Enfin, M. le Président, nous ne voudrions pas conclure sans dire un mot des économies d'énergie. Hydro-Québec consacre plusieurs pages à ce chapitre dans ses dossiers et nous nous réjouissons des efforts et des recherches qu'elle entend mener dans les énergies nouvelles, l'énergie solaire, l'énergie éolienne, la biomasse, les pompes thermiques, l'hydrogène, la fusion, le stockage, etc. Il faut se réjouir aussi que le gouvernement ait confié à Hydro-Québec le mandat de développer un programme dynamique d'isolation des bâtiments.

Nous pensons qu'Hydro-Québec peut jouer en ce domaine un rôle déterminant sur le bilan énergétique global du Québec en s'intéressant à la récupération thermique conjointement avec l'industrie. On l'a dit, l'économie d'énergie, c'est l'énergie la moins chère; c'est le gisement de la ressource la moins chère, la ressource la plus propre, la plus sécuritaire en termes d'approvisionnement et c'est une ressource renouvelable. À la limite, elle est quasi inépuisable, parce qu'on pourra toujours aller gruger dans les économies d'énergie. C'est la seule ressource énergétique qui rendra l'industrie libre et compétitive, la seule ressource qui nous rendra autonomes et indépendants.

En conclusion, nous estimons que le plan d'investissements d'Hydro-Québec est audacieux, mais il placera le Québec dans une situation privilégiée pour son développement socio-économique dans les années 1980-1990. C'est pourquoi il ne s'agit pas de le réduire. Il s'agit de le canaliser pour utiliser d'une façon optimale cette énergie exceptionnelle qu'est l'électricité, surtout lorsqu'elle est d'origine hydraulique.

Si les efforts consentis par ces investissements considérables allaient laisser des surplus d'électricité, il n'y aurait qu'à réviser les tarifs à la baisse. Une telle conjoncture aurait pour effet de redistribuer aux Québécois une part de la richesse acquise à coups d'impôts, de taxes et de hausses tarifaires successives comme les "royautés" pétrolières de l'Alberta ont soulagé les Albertains d'une part importante d'impôt. Mais il n'y aura pas de surplus longtemps. Avec une baisse sensible des tarifs de l'énergie électrique, les surplus seraient vite absorbés car l'énergie à bon marché attirera industries et commerces qui verront là l'occasion de se développer avec un atout concurrentiel important face à la montée des coûts énergétiques ailleurs. C'est tous et chacun de nous qui profiteraient d'une telle conjoncture, c'est le Québec tout entier qui en profiterait. Merci, messieurs.

Le Président (M. Jolivet): Merci, M. Pageau. M. le ministre.

M. Bérubé: M. Pageau, votre mémoire est extrêmement intéressant. À ce point intéressant que le député d'Outremont me suggérait qu'on limite nos interventions à deux minutes chacun et qu'on passe à un autre mémoire. En fait, il n'aimait pas tellement votre analyse de l'action gouvernementale dans le domaine de l'énergie. Je vous remercie de ce témoignage que vous avez rendu, d'une part, à mon prédécesseur, M. Joron, qui est maintenant avec nous, d'ailleurs, et en même temps à l'action gouvernementale. Je ne crois pas qu'on ait réglé tous les problèmes, mais je crois, cependant, que votre mémoire apporte, je ne dirais pas des solutions, mais une avenue que j'aimerais fouiller un peu plus avant avec vous.

※

Pouvez-vous reproduire mot pour mot le passage de l'extrait sur Hydro-Québec qui va de « Le Président (M. » jusqu'à « avant avec vous. » ?

※

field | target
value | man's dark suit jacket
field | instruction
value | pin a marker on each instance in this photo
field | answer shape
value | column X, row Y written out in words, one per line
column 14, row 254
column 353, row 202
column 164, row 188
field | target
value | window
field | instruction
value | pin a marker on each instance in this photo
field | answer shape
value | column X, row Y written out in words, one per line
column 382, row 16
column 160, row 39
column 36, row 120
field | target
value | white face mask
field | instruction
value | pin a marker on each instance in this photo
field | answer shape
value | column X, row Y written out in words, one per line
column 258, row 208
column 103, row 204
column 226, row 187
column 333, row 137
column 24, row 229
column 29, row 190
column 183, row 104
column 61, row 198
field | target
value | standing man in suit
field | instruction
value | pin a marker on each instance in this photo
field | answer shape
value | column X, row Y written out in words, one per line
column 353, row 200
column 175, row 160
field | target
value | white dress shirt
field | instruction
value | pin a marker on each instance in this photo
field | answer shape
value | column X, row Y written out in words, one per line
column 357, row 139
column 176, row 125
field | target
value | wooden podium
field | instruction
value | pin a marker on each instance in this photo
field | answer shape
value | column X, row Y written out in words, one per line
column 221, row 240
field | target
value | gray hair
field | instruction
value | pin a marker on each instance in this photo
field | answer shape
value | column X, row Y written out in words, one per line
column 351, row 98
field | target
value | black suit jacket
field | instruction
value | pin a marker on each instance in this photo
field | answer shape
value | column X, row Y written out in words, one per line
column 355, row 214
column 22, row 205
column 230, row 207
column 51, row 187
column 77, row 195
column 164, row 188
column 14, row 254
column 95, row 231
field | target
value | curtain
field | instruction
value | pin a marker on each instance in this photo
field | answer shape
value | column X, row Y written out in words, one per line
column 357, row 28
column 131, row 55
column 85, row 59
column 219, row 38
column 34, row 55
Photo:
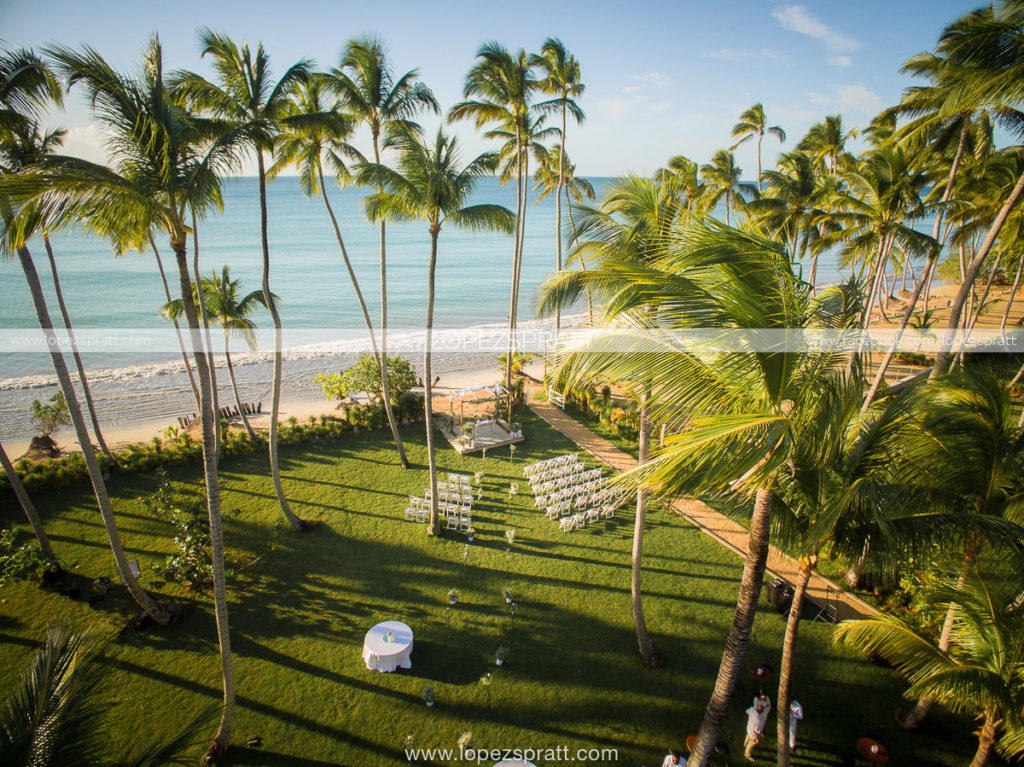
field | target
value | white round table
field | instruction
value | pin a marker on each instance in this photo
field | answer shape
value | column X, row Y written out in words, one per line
column 381, row 654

※

Exercice corrigé
Le Président (M. Jolivet): Merci, M. Pageau. M. le ministre.

M. Bérubé: M. Pageau, votre mémoire est extrêmement intéressant. À ce point intéressant que le député d'Outremont me suggérait qu'on limite nos interventions à deux minutes chacun et qu'on passe à un autre mémoire. En fait, il n'aimait pas tellement votre analyse de l'action gouvernementale dans le domaine de l'énergie. Je vous remercie de ce témoignage que vous avez rendu, d'une part, à mon prédécesseur, M. Joron, qui est maintenant avec nous, d'ailleurs, et en même temps à l'action gouvernementale. Je ne crois pas qu'on ait réglé tous les problèmes, mais je crois, cependant, que votre mémoire apporte, je ne dirais pas des solutions, mais une avenue que j'aimerais fouiller un peu plus avant avec vous.